- EXCERTO PARA LEITURA -
De novo e sempre.
O peso insustentável da retenção no
nosso sistema escolar parece assentar na errada
convicção de que a repetição só por si conduz ao sucesso e alimenta o que a
OCDE já classificou de "cultura da retenção". Importa ainda
considerar o impacto económico desta cultura como evidenciou um estudo
realizado pela associação Empresários pela Inclusão Social e pelo Centro de
Estudos de Sociologia da Universidade Nova de Lisboa.
Confesso que fico bastante
surpreendido quando ao discutir-se os efeitos da retenção, cerca de 150 000
alunos por ano, algumas vozes, mesmo dentro do universo da educação",
clamam que se está a promover o "facilitismo", o "então passam
sem saber".
Como me parece evidente não é
dada disto. Só como exemplo, a Noruega tem uma taxa de retenção próxima do 0% e
não consta que os alunos noruegueses passem sem saber, são, aliás, dos alunos
com melhores resultados nos estudos comparativos internacionais.
A questão é saber se o chumbo
transforma o insucesso em sucesso. Não transforma, repetir só por repetir não
produz sucesso, aliás gera mais insucesso conforme os estudos mostram.
Nesta conformidade e do meu ponto
de vista, a questão central não é o chumba, não chumba, e quais os critérios ou
o número de exames, mas sim que tipo de apoios, que medidas e recursos devem
estar disponíveis para alunos, professores e famílias desde o início da
percepção de dificuldades com o objectivo de evitar a última e genericamente ineficaz
medida do chumbo. É necessário diversificar percursos de formação com
diferentes cargas académicas e finalizando sempre com formação profissional.
Importa ainda que as políticas educativas sejam promotoras de condições de
sucesso para alunos e professores. O aumento do número de alunos por turma no
Ensino Básico e no Secundário, a forma como foram definidas as metas curriculares, a cultura de competição e centrada exclusivamente em resultados, os cortes no número de docentes que poderiam desenvolver dispositivos de apoio, são apenas alguns exemplos do que não deve ser feito
se, efectivamente, se quiser promover qualidade e sucesso.
Como é evidente este tipo de
discurso não tem rigorosamente a ver com "facilitismo" e, muito
menos, com melhoria "administrativa" das estatísticas da educação, uma
tentação a que nem sempre se resiste.
Assim sendo, o essencial é
promover e tornar acessíveis a alunos, professores e famílias apoios e recursos
adequados e competentes de forma a evitar a última e genericamente ineficaz
medida do chumbo. É necessário também diversificar percursos de formação com
diferentes cargas académicas e finalizando sempre com formação profissional mas
não nas idades que o MEC defende, criando percursos de "segunda" para
os "sem jeito para a escola" e "preguiçosos".
Não tenho nenhum princípio
fundamentalista contra os exames, embora no 1º ciclo me pareçam dispensáveis,
as provas de aferição cumpriam o papel de regulador do sistema. No entanto,
entender que os exames, quanto mais melhor, só por existirem são fonte de
qualidade, parece decorrer da estranha convicção de que se medir muitas vezes a
febre, esta irá baixar o que é, no mínimo, ingénuo.

- MATERIAL FORNECIDO -
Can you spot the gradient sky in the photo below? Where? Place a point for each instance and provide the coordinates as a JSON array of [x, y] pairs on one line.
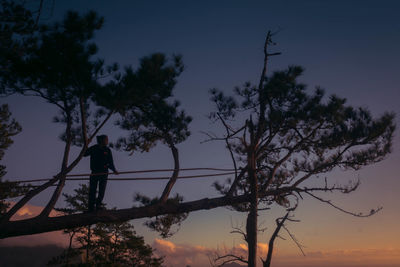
[[350, 48]]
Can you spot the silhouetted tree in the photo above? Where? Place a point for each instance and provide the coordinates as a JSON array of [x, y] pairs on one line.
[[114, 244], [59, 65], [280, 136]]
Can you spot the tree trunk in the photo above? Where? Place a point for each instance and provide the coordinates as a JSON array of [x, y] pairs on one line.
[[251, 224], [171, 182]]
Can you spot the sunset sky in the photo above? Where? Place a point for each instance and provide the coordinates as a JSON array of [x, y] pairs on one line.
[[350, 48]]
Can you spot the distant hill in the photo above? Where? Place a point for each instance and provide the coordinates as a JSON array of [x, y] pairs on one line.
[[21, 256]]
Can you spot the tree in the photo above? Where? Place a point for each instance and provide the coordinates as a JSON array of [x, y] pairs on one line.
[[280, 136], [59, 66], [113, 244]]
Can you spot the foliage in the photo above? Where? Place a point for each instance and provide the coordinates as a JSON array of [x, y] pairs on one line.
[[280, 136], [166, 225], [114, 244]]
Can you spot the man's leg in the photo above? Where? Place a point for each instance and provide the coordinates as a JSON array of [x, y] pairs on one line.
[[92, 191], [102, 190]]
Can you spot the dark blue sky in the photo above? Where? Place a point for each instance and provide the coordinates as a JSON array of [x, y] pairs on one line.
[[351, 48]]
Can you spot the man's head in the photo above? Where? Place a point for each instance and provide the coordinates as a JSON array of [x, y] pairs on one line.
[[102, 140]]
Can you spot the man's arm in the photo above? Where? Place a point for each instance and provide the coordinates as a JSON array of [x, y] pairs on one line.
[[111, 162], [88, 151]]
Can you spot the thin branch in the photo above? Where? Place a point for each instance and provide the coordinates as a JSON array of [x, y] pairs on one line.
[[372, 212]]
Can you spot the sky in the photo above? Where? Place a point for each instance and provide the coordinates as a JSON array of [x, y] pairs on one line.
[[350, 48]]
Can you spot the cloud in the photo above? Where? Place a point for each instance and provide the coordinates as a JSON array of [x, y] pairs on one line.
[[50, 238], [181, 254]]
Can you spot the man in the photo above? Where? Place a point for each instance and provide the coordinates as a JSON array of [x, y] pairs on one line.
[[100, 161]]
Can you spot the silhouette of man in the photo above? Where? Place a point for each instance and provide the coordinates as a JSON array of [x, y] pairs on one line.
[[100, 161]]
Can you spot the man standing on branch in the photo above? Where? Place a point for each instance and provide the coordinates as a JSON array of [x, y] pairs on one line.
[[100, 161]]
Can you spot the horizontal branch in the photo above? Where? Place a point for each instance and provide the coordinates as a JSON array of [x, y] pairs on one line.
[[41, 225]]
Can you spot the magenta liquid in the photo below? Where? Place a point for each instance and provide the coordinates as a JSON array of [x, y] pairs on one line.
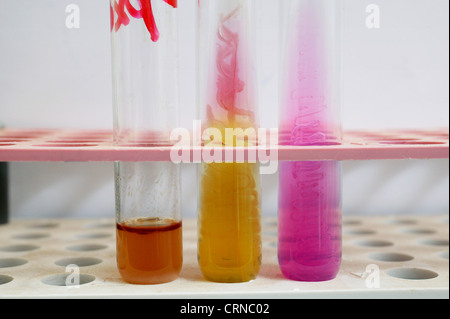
[[309, 242], [309, 212]]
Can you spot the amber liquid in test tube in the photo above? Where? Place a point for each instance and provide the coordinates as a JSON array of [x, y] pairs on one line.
[[145, 75], [229, 244]]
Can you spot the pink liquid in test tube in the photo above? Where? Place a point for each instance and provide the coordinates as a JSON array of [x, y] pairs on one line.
[[309, 243]]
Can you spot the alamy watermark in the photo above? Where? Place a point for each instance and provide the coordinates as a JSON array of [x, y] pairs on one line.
[[226, 145]]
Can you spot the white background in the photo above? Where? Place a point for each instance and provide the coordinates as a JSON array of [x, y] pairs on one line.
[[54, 77]]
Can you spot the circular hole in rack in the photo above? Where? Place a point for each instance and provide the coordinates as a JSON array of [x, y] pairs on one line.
[[78, 261], [390, 257], [418, 231], [435, 242], [359, 232], [18, 248], [11, 262], [62, 280], [412, 273], [31, 236], [5, 279], [373, 243], [87, 247]]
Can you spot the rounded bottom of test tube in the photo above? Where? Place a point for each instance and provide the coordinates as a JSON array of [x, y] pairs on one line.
[[149, 252]]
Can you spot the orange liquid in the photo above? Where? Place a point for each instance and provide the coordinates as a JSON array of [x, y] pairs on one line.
[[149, 251], [229, 246]]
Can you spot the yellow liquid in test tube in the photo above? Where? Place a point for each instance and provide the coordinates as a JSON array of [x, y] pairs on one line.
[[229, 247]]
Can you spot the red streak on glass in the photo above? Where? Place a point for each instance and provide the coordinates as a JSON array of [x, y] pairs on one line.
[[145, 12]]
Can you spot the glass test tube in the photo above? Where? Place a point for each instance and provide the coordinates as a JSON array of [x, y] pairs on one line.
[[229, 244], [309, 242], [145, 75]]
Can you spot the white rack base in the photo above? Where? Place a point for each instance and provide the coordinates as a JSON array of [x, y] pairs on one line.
[[411, 255]]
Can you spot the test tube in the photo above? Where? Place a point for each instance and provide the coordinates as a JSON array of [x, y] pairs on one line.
[[309, 233], [229, 243], [145, 97], [4, 213]]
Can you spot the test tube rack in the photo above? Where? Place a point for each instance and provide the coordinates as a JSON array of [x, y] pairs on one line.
[[383, 257]]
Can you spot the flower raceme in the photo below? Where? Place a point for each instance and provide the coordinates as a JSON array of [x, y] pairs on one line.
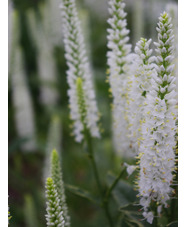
[[119, 66], [157, 150], [78, 69], [56, 175], [141, 84], [54, 215]]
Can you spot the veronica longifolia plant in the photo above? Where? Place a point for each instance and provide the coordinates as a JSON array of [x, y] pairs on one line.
[[56, 175], [118, 62], [157, 157], [141, 84], [54, 215], [78, 67]]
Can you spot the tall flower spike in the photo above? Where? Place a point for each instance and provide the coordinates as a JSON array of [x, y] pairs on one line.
[[141, 85], [78, 65], [157, 161], [54, 215], [119, 62], [53, 141], [56, 175]]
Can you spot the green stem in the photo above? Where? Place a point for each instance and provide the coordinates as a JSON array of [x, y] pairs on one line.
[[108, 193], [96, 174]]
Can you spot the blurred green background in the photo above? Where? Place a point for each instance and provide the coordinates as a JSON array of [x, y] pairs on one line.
[[36, 27]]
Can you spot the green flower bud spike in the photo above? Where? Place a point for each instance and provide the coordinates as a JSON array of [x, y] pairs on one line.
[[54, 215]]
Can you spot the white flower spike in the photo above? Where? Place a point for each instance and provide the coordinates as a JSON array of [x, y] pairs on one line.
[[78, 67], [157, 161], [118, 62], [141, 81]]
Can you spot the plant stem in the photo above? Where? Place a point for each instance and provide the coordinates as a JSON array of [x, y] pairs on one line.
[[96, 174], [113, 185]]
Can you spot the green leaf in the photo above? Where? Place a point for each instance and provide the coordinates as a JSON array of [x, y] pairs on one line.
[[123, 192], [82, 193], [129, 221], [173, 224]]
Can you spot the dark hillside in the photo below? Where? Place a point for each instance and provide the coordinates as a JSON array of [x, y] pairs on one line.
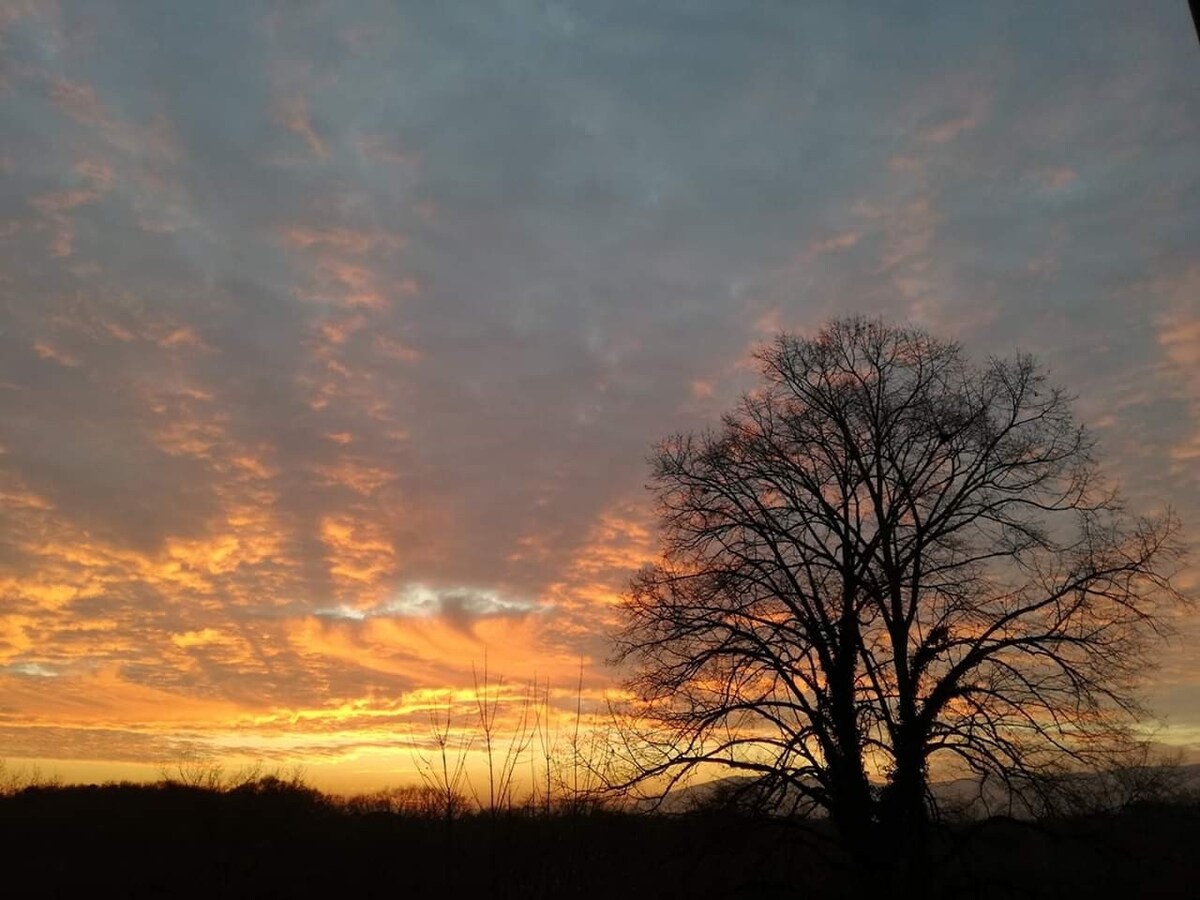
[[280, 839]]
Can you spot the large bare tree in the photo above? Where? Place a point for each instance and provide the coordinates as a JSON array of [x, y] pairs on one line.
[[887, 557]]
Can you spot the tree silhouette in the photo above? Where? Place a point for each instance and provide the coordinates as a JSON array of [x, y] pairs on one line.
[[888, 557]]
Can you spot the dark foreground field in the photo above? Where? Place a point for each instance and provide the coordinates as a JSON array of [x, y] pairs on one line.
[[279, 839]]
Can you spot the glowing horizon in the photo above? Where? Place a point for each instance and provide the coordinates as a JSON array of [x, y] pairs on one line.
[[333, 342]]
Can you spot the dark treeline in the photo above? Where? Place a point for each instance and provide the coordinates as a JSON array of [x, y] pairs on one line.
[[280, 838]]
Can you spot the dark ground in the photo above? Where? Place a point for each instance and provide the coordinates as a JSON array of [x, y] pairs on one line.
[[279, 839]]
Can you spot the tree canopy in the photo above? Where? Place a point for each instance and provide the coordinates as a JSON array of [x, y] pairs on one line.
[[887, 558]]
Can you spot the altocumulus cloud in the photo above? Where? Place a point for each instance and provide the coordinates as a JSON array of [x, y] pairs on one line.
[[311, 317]]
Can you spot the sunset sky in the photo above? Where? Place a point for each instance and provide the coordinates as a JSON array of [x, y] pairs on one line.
[[334, 336]]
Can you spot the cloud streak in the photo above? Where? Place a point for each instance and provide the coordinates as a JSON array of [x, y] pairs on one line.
[[331, 345]]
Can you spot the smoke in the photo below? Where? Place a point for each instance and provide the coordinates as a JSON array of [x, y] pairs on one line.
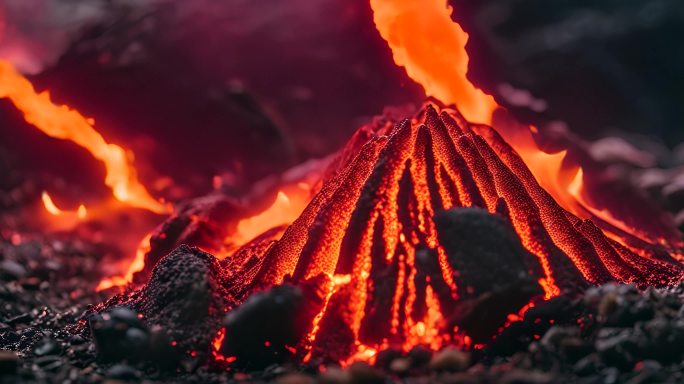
[[34, 33]]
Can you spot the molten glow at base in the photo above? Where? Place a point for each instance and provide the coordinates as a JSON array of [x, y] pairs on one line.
[[367, 242], [64, 123]]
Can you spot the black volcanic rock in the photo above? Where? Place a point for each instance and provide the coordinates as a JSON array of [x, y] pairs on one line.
[[266, 328], [581, 62], [185, 297], [493, 280]]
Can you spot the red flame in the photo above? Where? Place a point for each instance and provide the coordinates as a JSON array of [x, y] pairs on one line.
[[64, 123]]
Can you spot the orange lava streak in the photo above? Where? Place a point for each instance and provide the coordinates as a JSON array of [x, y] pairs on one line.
[[52, 209], [431, 47], [64, 123], [136, 266]]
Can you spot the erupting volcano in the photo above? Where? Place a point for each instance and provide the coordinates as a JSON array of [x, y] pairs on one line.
[[430, 228], [387, 273]]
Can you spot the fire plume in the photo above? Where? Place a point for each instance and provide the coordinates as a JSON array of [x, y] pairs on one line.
[[431, 47], [64, 123]]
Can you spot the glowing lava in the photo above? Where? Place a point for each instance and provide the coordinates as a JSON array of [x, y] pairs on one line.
[[368, 240], [65, 123], [431, 47], [51, 208]]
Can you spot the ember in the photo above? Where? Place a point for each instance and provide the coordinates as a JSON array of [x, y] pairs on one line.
[[438, 239]]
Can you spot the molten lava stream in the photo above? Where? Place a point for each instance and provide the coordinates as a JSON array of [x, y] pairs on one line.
[[64, 123]]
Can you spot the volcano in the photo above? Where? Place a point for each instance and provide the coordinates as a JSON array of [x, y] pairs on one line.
[[382, 262]]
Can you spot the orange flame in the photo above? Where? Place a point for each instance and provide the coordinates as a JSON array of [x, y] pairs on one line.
[[431, 47], [288, 205], [65, 123], [136, 266], [50, 206]]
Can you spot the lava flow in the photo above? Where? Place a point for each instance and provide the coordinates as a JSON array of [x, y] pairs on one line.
[[373, 221], [64, 123]]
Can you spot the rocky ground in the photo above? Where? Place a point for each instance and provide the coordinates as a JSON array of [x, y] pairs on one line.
[[610, 334]]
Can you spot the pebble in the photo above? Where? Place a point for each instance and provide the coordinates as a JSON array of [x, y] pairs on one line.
[[400, 365], [295, 378], [123, 372], [11, 270], [363, 373], [451, 360], [9, 362]]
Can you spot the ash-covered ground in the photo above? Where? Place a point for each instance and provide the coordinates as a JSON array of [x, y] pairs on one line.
[[48, 333]]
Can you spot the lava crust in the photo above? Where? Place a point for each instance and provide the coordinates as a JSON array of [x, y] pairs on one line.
[[369, 240], [421, 228]]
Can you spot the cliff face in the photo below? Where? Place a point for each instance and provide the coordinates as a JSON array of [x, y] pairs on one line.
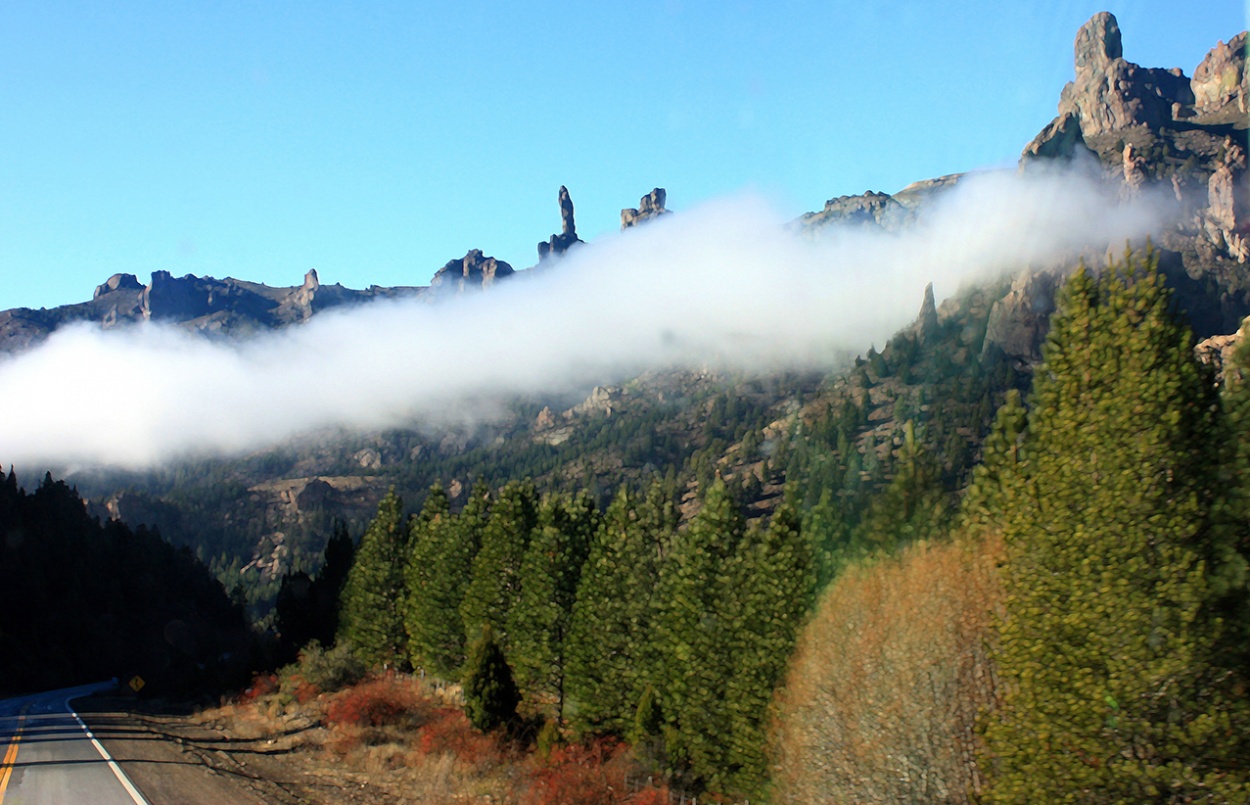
[[205, 305], [1150, 130]]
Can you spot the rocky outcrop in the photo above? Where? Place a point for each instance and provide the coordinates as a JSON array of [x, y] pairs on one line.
[[870, 209], [473, 271], [1226, 220], [204, 304], [1221, 83], [1019, 321], [1061, 139], [1218, 351], [568, 236], [1109, 93], [879, 210], [926, 323], [649, 206], [118, 283], [601, 400]]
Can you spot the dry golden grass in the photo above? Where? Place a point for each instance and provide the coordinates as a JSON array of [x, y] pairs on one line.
[[889, 680]]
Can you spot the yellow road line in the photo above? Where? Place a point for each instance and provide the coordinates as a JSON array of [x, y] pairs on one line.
[[10, 758]]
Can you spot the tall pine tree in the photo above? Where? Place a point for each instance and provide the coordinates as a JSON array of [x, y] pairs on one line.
[[370, 613], [539, 621], [495, 581], [611, 653], [773, 579], [699, 614], [439, 565], [1110, 645]]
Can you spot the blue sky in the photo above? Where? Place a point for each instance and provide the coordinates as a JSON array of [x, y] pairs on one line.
[[378, 140]]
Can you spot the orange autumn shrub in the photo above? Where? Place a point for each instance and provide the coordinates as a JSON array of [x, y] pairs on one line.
[[383, 701]]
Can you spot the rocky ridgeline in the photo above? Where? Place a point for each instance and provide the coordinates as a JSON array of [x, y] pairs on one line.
[[473, 271], [205, 305], [1146, 130], [568, 238], [236, 308], [649, 206]]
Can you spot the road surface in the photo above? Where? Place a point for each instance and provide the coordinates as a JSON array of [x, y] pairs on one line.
[[50, 756]]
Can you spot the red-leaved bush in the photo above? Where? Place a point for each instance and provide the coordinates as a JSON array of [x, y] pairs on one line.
[[651, 795], [591, 774], [449, 733], [261, 685], [383, 701]]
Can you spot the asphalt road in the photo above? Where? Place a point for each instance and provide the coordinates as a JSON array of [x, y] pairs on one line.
[[50, 756]]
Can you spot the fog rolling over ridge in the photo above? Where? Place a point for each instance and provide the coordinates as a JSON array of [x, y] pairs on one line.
[[728, 285]]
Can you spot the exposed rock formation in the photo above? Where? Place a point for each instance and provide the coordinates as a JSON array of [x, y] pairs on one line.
[[474, 271], [1228, 215], [1218, 350], [649, 206], [879, 209], [1110, 93], [1220, 81], [926, 323], [205, 304], [1060, 139], [568, 236], [1134, 170], [1020, 320], [118, 281], [601, 400]]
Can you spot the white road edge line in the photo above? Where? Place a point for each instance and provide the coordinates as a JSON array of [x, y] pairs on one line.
[[113, 764]]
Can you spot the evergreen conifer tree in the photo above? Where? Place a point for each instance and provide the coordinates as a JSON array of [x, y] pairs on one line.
[[539, 621], [774, 578], [698, 624], [371, 616], [495, 580], [1110, 645], [490, 691], [611, 646]]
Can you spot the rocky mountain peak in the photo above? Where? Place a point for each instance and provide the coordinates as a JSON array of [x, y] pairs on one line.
[[649, 206], [1110, 94], [471, 271], [118, 283], [568, 236], [1098, 44]]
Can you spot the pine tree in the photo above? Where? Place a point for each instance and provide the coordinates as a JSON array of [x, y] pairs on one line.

- TAREFAS A RESOLVER -
a - Reescreva em forma de lista o parágrafo do excerto sobre a retenção escolar que começa por "Nesta conformidade e do meu ponto de vista", mantendo os seus factos principais.
b - Apresente uma continuação do excerto sobre a retenção escolar, começando logo após a sua última frase.

- RESPOSTAS DO EXERCÍCIO -
a -
- A questão central não é chumbar ou não chumbar, nem os critérios ou o número de exames. O que importa é que apoios, medidas e recursos devem estar disponíveis para alunos, professores e famílias desde que se percebem as dificuldades. O objetivo é evitar o chumbo, a última e genericamente ineficaz medida.
- É necessário diversificar percursos de formação com diferentes cargas académicas, que terminem sempre com formação profissional.
- As políticas educativas devem promover condições de sucesso para alunos e professores.
- Para promover qualidade e sucesso, não deve ser feito o seguinte:
  - aumentar o número de alunos por turma no Ensino Básico e no Secundário;
  - definir as metas curriculares da forma como foram definidas;
  - seguir uma cultura de competição centrada exclusivamente em resultados;
  - cortar o número de docentes que poderiam desenvolver dispositivos de apoio.

b -
A qualidade promove-se, é certo e
deve sublinhar-se, com a avaliação rigorosa e regular das aprendizagens, sim,
naturalmente, mas também com a avaliação do trabalho dos professores, com a
definição de currículos adequados, com a estruturação de dispositivos de apoio
a alunos e professores eficazes e suficientes, com a definição de políticas educativas
que sustentem um quadro normativo simples e coerente e modelos adequados de
autonomia, organização e funcionamento das escolas, com a definição de
objectivos de curto e médio prazo, etc.
É o que acontece, genericamente,
nos países com mais baixas taxas de retenção escolar.
É o que não acontece em Portugal.
É o que o Ministro Nuno Crato
parece entender que não deve existir em Portugal.
Ponto.
2 comentários:
Como sabe, os apoios educativos prestados aos alunos, pelo menos a partir do 2.º ciclo, estão condicionados pelo número de professores disponíveis, de acordo com o número de horas de redução da componente letiva que esses professores vão adquirindo aos 50/ 55/ 60... anos de idade, ao abrigo do artigo 79.º do Estatuto da Carreira Docente.
Ora a legislação dá-lhes o direito de verem a sua componente letiva reduzida, por terem já uma considerável idade, que determinará algum cansaço, tendo em conta que se trata de uma profissão de desgaste rápido, mas depois a própria legislação prevê que dediquem essas horas de redução a apoios educativos que as direções das escolas sobrecarregam com inúmeros alunos (10/15 alunos por grupo, em disciplinas como Matemática, por exemplo), como uma panaceia para todos os males. Na prática, esses alunos com muitas dificuldades são selecionados das respetivas turmas de 30, para formarem uma pequena turma de apoio, com 45 minutos por semana, normalmente marcados ao final da tarde, quando os outros vão para casa, ou seja, tipo castigo para os que ficam.
Diz a legislação que essas horas de redução da componente letiva dos docentes deviam ser dedicadas a apoios individualizados, subentendendo-se que devia caber um aluno a cada docente, o que nunca acontece. Aliás, há muito que as escolas vêm prescrevendo aqui e ali apoio individualizado/ personalizado para alunos com dificuldades, considerando que ele pode ser prestado pelo professor onde quer que seja, inclusive na própria aula curricular da turma que pode ter 30 alunos.
Fora isto, na escola pública, não há mais apoio nenhum, sendo a retenção o culminar de muito fracasso educativo, com múltiplos responsáveis, infelizmente.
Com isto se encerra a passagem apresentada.